REQUIRED WORK:
Extract each line from the entries below that has the string "track" in it.

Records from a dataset
§
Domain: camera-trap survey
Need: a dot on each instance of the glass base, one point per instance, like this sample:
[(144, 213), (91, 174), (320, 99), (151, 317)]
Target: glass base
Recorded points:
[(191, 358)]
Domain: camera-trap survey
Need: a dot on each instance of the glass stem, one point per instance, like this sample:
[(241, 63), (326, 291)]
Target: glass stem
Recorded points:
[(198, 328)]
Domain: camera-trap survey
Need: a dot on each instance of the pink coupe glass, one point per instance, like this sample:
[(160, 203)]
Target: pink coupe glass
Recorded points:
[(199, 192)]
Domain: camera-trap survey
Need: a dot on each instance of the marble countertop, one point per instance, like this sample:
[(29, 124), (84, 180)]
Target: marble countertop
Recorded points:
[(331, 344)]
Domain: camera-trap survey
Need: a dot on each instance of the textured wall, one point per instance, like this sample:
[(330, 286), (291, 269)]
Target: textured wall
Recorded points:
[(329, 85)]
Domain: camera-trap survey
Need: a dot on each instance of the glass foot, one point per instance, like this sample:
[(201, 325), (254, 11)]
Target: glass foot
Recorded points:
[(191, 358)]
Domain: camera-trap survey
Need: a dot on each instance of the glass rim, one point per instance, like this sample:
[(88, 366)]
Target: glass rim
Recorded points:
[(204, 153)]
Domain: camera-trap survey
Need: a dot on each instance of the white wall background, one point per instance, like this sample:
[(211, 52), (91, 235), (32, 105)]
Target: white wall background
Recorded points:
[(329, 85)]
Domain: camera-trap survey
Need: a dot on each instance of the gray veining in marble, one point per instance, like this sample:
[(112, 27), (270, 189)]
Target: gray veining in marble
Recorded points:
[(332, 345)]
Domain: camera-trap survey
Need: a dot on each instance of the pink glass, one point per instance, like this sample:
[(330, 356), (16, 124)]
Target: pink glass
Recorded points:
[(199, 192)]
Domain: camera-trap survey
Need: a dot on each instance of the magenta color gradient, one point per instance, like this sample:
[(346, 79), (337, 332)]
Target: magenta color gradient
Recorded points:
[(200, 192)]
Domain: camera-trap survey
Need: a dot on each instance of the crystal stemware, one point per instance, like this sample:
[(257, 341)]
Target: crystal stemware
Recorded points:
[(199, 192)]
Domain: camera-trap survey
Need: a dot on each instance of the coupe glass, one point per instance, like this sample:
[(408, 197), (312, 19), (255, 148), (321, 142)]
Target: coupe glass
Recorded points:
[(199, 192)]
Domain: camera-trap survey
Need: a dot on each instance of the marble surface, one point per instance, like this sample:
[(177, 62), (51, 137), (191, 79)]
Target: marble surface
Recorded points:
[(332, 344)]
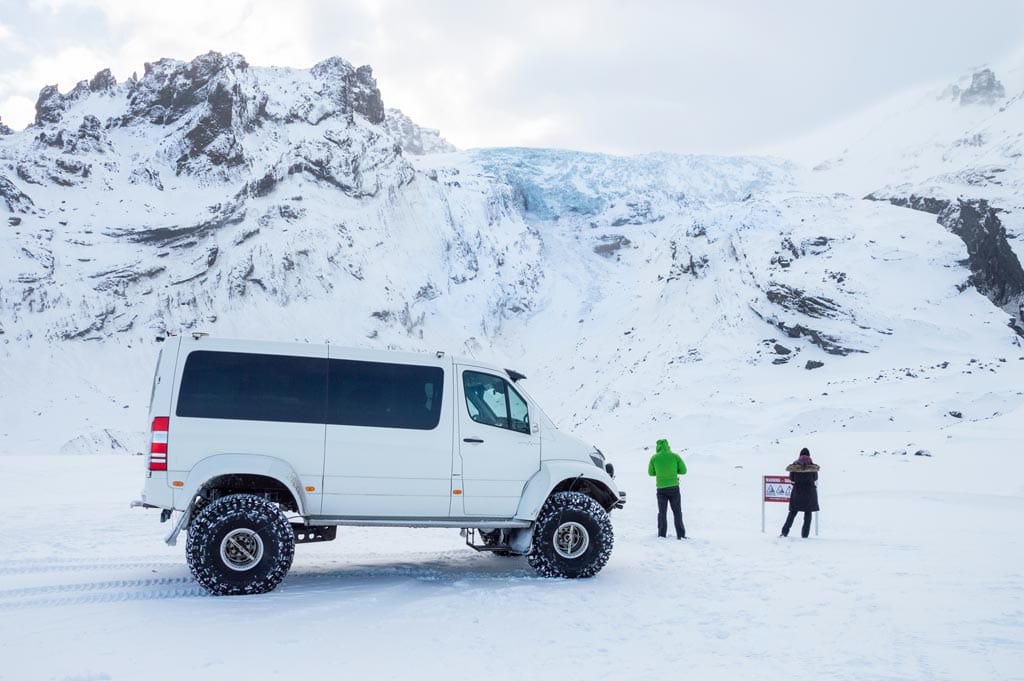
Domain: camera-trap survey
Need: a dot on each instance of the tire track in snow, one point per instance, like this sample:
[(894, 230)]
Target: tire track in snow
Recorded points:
[(25, 567), (100, 592)]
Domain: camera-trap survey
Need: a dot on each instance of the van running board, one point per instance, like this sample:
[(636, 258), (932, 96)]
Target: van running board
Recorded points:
[(470, 536), (309, 534)]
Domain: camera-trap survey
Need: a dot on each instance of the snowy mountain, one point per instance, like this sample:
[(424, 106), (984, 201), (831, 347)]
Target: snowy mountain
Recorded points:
[(742, 307), (283, 203), (953, 151)]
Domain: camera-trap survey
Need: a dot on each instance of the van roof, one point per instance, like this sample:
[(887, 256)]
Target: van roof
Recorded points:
[(245, 344)]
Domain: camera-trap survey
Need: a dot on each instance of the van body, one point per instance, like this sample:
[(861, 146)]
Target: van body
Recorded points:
[(343, 436)]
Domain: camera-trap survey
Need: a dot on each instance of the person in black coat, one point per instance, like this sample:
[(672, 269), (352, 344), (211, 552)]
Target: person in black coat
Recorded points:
[(804, 474)]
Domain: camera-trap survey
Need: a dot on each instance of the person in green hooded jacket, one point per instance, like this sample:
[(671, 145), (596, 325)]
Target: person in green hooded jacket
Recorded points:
[(666, 466)]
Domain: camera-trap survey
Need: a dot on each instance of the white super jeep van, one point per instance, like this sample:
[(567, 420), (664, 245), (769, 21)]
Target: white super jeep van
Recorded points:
[(244, 431)]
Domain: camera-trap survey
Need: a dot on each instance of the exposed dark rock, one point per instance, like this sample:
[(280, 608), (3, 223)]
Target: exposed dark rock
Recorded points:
[(824, 341), (169, 88), (795, 299), (143, 175), (102, 81), (995, 270), (984, 89), (412, 137), (610, 244), (350, 89), (49, 105), (17, 201), (177, 237)]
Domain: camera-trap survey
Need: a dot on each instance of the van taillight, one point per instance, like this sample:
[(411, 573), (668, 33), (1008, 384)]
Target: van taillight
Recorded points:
§
EXPECTED ANSWER:
Need: a dot on each instance of the tire track in snow, one point per instance, like this sample:
Target: tire track in snow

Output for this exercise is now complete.